* _Listed records_:

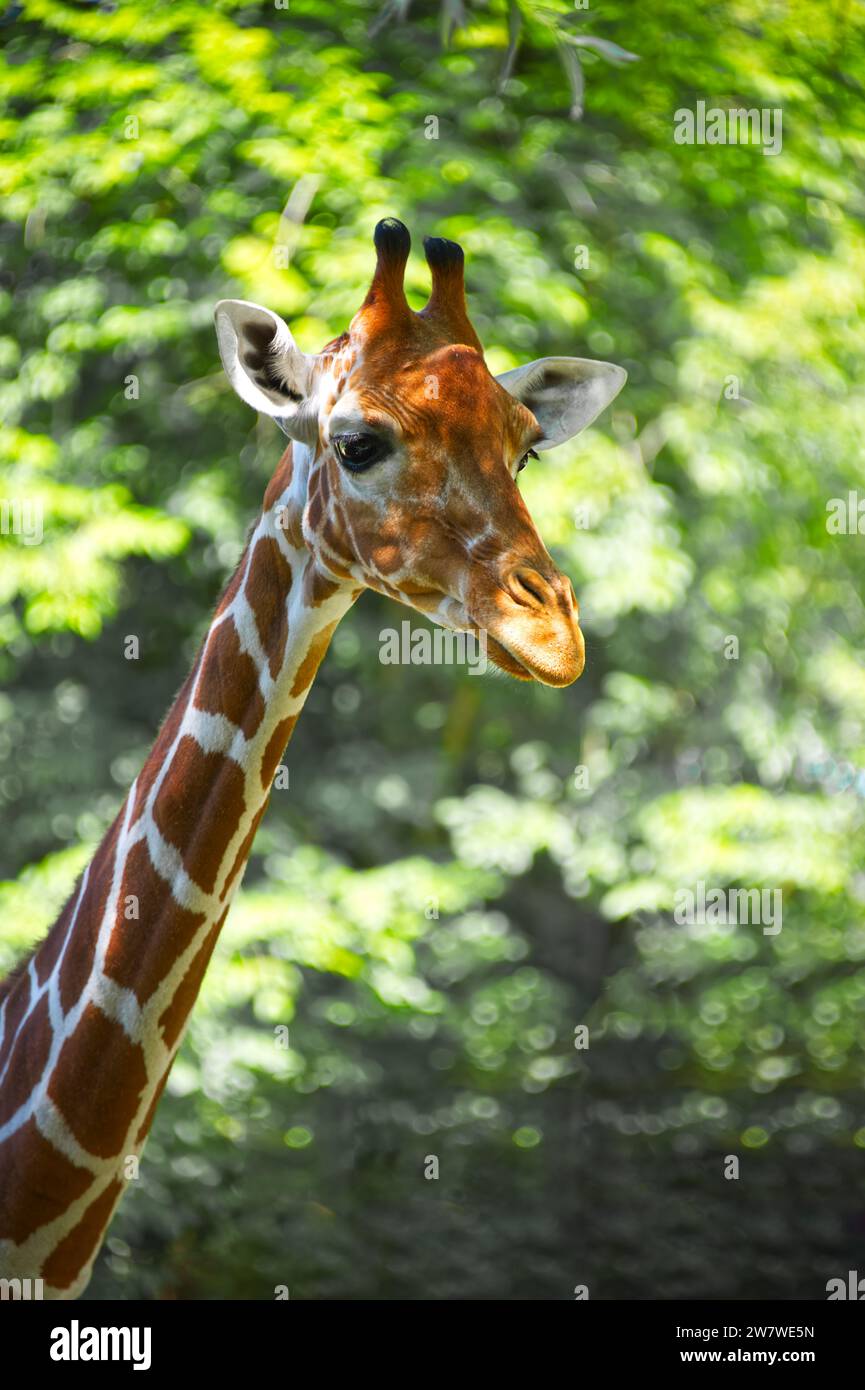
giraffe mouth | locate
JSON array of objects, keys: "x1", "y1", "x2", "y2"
[{"x1": 480, "y1": 628, "x2": 537, "y2": 681}]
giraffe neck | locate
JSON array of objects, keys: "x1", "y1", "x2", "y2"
[{"x1": 0, "y1": 446, "x2": 359, "y2": 1297}]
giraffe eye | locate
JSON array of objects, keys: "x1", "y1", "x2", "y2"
[
  {"x1": 334, "y1": 431, "x2": 387, "y2": 473},
  {"x1": 516, "y1": 449, "x2": 537, "y2": 473}
]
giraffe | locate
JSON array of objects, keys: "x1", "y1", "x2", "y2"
[{"x1": 0, "y1": 218, "x2": 626, "y2": 1298}]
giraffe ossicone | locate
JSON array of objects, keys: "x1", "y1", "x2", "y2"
[{"x1": 0, "y1": 218, "x2": 626, "y2": 1298}]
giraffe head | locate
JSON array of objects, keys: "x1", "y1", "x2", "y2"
[{"x1": 216, "y1": 218, "x2": 626, "y2": 685}]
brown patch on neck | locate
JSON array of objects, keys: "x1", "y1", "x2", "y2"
[{"x1": 243, "y1": 537, "x2": 292, "y2": 680}]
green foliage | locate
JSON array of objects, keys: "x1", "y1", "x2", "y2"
[{"x1": 0, "y1": 0, "x2": 865, "y2": 1298}]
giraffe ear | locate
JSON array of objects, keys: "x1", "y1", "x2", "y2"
[
  {"x1": 496, "y1": 357, "x2": 627, "y2": 449},
  {"x1": 214, "y1": 299, "x2": 318, "y2": 443}
]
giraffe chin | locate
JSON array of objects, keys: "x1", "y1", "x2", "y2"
[{"x1": 487, "y1": 630, "x2": 584, "y2": 688}]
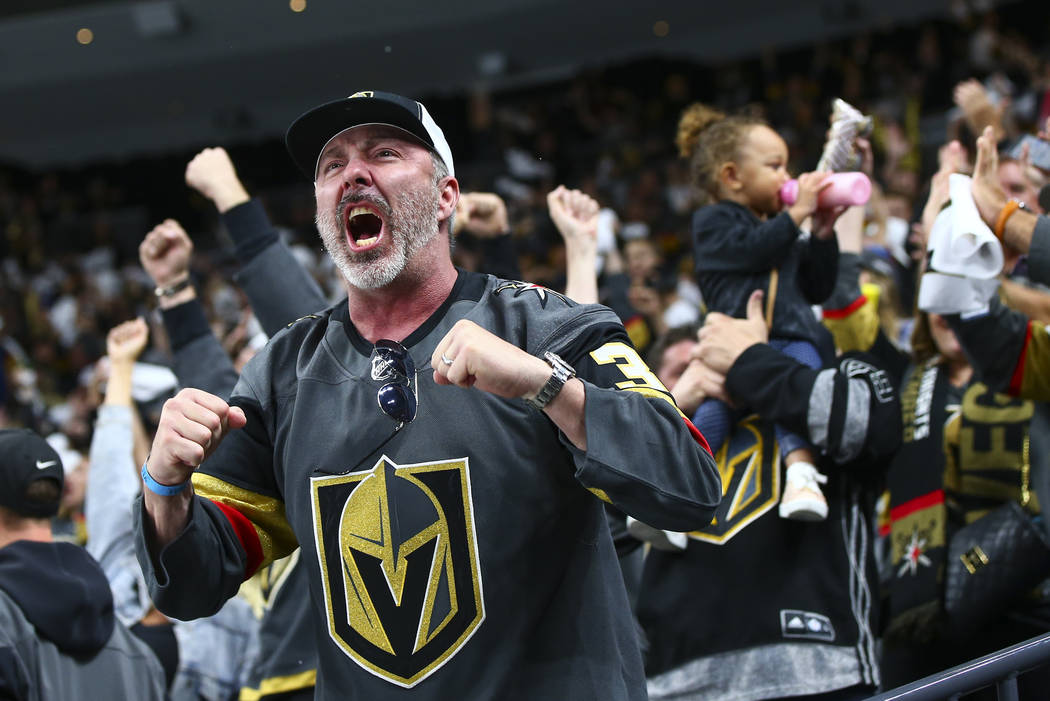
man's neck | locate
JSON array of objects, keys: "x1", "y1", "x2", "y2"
[{"x1": 348, "y1": 258, "x2": 458, "y2": 343}]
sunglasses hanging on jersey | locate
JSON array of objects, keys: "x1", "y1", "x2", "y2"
[
  {"x1": 371, "y1": 339, "x2": 417, "y2": 423},
  {"x1": 314, "y1": 339, "x2": 425, "y2": 482}
]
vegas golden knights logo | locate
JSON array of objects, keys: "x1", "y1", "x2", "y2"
[
  {"x1": 689, "y1": 416, "x2": 780, "y2": 546},
  {"x1": 311, "y1": 455, "x2": 485, "y2": 687}
]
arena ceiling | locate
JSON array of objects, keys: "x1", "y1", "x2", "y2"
[{"x1": 0, "y1": 0, "x2": 961, "y2": 170}]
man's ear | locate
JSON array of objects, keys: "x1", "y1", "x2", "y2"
[
  {"x1": 718, "y1": 161, "x2": 743, "y2": 192},
  {"x1": 438, "y1": 175, "x2": 459, "y2": 221}
]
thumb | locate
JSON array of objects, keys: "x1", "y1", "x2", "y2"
[
  {"x1": 748, "y1": 290, "x2": 765, "y2": 324},
  {"x1": 224, "y1": 406, "x2": 248, "y2": 432}
]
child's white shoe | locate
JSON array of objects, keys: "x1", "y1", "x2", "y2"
[
  {"x1": 627, "y1": 516, "x2": 689, "y2": 552},
  {"x1": 779, "y1": 463, "x2": 827, "y2": 521}
]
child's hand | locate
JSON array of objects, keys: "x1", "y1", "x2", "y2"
[
  {"x1": 813, "y1": 206, "x2": 849, "y2": 239},
  {"x1": 788, "y1": 173, "x2": 831, "y2": 227}
]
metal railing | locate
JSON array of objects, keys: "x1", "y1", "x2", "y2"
[{"x1": 868, "y1": 633, "x2": 1050, "y2": 701}]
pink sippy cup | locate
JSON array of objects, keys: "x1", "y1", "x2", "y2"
[{"x1": 780, "y1": 173, "x2": 872, "y2": 209}]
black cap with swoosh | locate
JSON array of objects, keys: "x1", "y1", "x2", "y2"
[{"x1": 0, "y1": 428, "x2": 65, "y2": 518}]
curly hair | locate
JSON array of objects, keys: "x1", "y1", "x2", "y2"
[{"x1": 675, "y1": 103, "x2": 769, "y2": 204}]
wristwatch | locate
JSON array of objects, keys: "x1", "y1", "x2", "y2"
[
  {"x1": 153, "y1": 275, "x2": 193, "y2": 298},
  {"x1": 525, "y1": 351, "x2": 576, "y2": 411}
]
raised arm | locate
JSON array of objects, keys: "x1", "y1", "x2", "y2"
[
  {"x1": 547, "y1": 185, "x2": 599, "y2": 304},
  {"x1": 432, "y1": 307, "x2": 721, "y2": 531},
  {"x1": 186, "y1": 148, "x2": 328, "y2": 335},
  {"x1": 972, "y1": 127, "x2": 1050, "y2": 283},
  {"x1": 139, "y1": 219, "x2": 237, "y2": 397},
  {"x1": 84, "y1": 319, "x2": 149, "y2": 575}
]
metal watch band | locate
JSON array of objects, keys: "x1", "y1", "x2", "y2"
[
  {"x1": 525, "y1": 351, "x2": 576, "y2": 411},
  {"x1": 153, "y1": 275, "x2": 193, "y2": 297}
]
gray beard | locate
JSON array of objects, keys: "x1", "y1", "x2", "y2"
[{"x1": 315, "y1": 184, "x2": 441, "y2": 290}]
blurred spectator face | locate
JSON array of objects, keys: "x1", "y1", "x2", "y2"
[
  {"x1": 59, "y1": 458, "x2": 88, "y2": 515},
  {"x1": 736, "y1": 125, "x2": 789, "y2": 216},
  {"x1": 929, "y1": 314, "x2": 966, "y2": 361},
  {"x1": 656, "y1": 339, "x2": 696, "y2": 389},
  {"x1": 624, "y1": 238, "x2": 660, "y2": 284},
  {"x1": 999, "y1": 158, "x2": 1043, "y2": 214}
]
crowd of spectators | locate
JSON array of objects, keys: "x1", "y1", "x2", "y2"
[{"x1": 0, "y1": 0, "x2": 1050, "y2": 696}]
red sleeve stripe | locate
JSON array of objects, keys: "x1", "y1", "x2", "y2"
[
  {"x1": 889, "y1": 489, "x2": 944, "y2": 521},
  {"x1": 1006, "y1": 321, "x2": 1032, "y2": 397},
  {"x1": 681, "y1": 415, "x2": 711, "y2": 455},
  {"x1": 824, "y1": 295, "x2": 867, "y2": 319},
  {"x1": 212, "y1": 501, "x2": 263, "y2": 579}
]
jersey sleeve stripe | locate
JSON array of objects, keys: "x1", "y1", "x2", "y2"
[
  {"x1": 193, "y1": 472, "x2": 298, "y2": 578},
  {"x1": 681, "y1": 415, "x2": 711, "y2": 455},
  {"x1": 212, "y1": 500, "x2": 263, "y2": 579},
  {"x1": 1006, "y1": 321, "x2": 1032, "y2": 397}
]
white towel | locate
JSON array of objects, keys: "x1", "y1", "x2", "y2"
[
  {"x1": 928, "y1": 173, "x2": 1003, "y2": 280},
  {"x1": 919, "y1": 174, "x2": 1003, "y2": 314},
  {"x1": 919, "y1": 272, "x2": 999, "y2": 314}
]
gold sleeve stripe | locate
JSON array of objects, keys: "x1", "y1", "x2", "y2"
[
  {"x1": 240, "y1": 670, "x2": 317, "y2": 701},
  {"x1": 192, "y1": 472, "x2": 299, "y2": 567},
  {"x1": 622, "y1": 385, "x2": 686, "y2": 417},
  {"x1": 587, "y1": 487, "x2": 612, "y2": 504}
]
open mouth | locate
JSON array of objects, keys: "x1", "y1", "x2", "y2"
[{"x1": 347, "y1": 207, "x2": 383, "y2": 250}]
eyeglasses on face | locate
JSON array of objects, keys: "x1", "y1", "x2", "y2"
[{"x1": 371, "y1": 339, "x2": 417, "y2": 428}]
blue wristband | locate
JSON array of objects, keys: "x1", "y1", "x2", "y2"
[{"x1": 142, "y1": 461, "x2": 190, "y2": 496}]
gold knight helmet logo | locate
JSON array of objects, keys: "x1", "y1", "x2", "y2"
[{"x1": 312, "y1": 455, "x2": 485, "y2": 687}]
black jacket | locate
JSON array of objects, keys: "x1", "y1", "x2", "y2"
[{"x1": 692, "y1": 201, "x2": 839, "y2": 351}]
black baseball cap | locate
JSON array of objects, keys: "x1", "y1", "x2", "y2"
[
  {"x1": 0, "y1": 428, "x2": 65, "y2": 518},
  {"x1": 285, "y1": 90, "x2": 456, "y2": 180}
]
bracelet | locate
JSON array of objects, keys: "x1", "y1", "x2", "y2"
[
  {"x1": 153, "y1": 275, "x2": 193, "y2": 297},
  {"x1": 142, "y1": 460, "x2": 190, "y2": 496},
  {"x1": 992, "y1": 199, "x2": 1027, "y2": 243}
]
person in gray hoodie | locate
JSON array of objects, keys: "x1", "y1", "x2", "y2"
[{"x1": 0, "y1": 428, "x2": 165, "y2": 701}]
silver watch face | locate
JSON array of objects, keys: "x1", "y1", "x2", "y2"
[{"x1": 525, "y1": 351, "x2": 576, "y2": 409}]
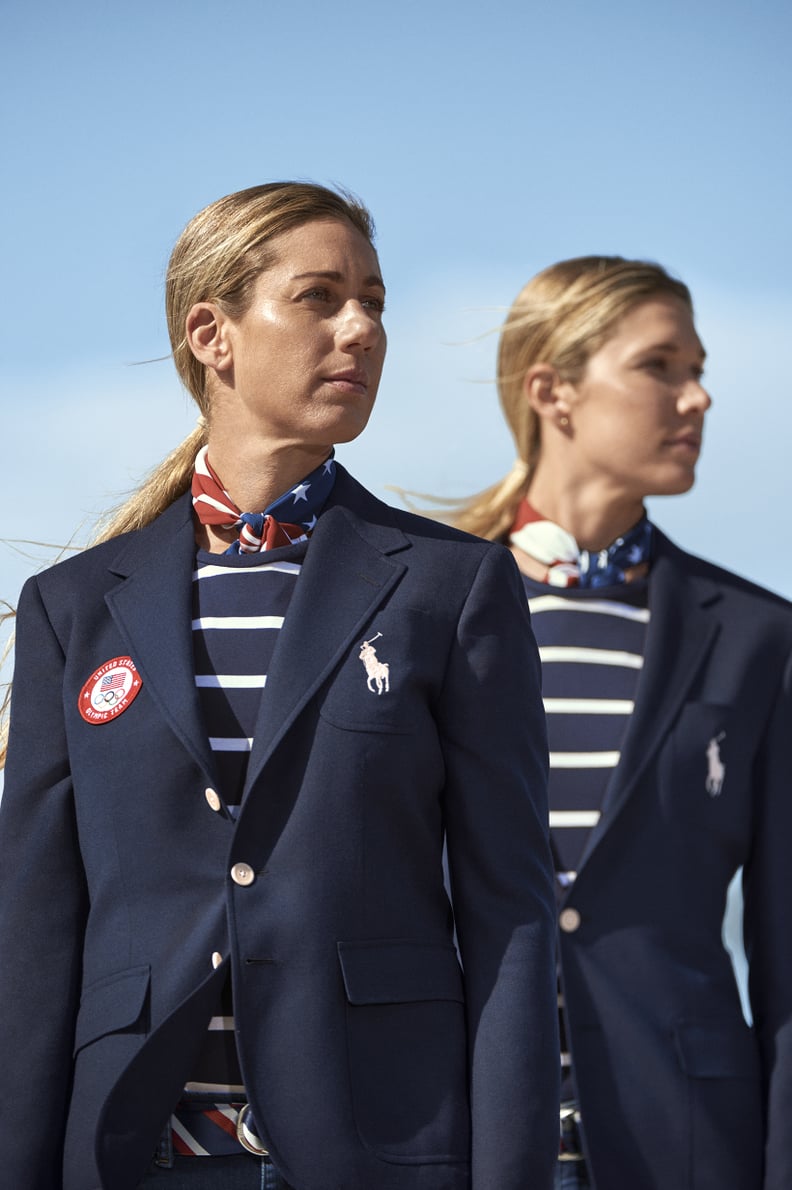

* _Written instruction_: Write out the rows above exactly, starting at the line that contains "black baseball cap | locate" and continuing through the end of the rows. Leave the pictures out of your answer.

* _Exercise result_:
black baseball cap | locate
JSON array of objects, keys: "x1", "y1", "x2", "y2"
[
  {"x1": 0, "y1": 428, "x2": 65, "y2": 518},
  {"x1": 285, "y1": 90, "x2": 456, "y2": 180}
]
bracelet | locate
JSON array of objects, keys: "x1", "y1", "x2", "y2"
[
  {"x1": 153, "y1": 275, "x2": 193, "y2": 297},
  {"x1": 142, "y1": 460, "x2": 190, "y2": 496},
  {"x1": 992, "y1": 199, "x2": 1027, "y2": 243}
]
person in gray hoodie | locate
JSON array of objects, keys: "x1", "y1", "x2", "y2"
[{"x1": 0, "y1": 428, "x2": 165, "y2": 701}]
silver watch face | locate
JSON array of objects, keys: "x1", "y1", "x2", "y2"
[{"x1": 525, "y1": 351, "x2": 576, "y2": 409}]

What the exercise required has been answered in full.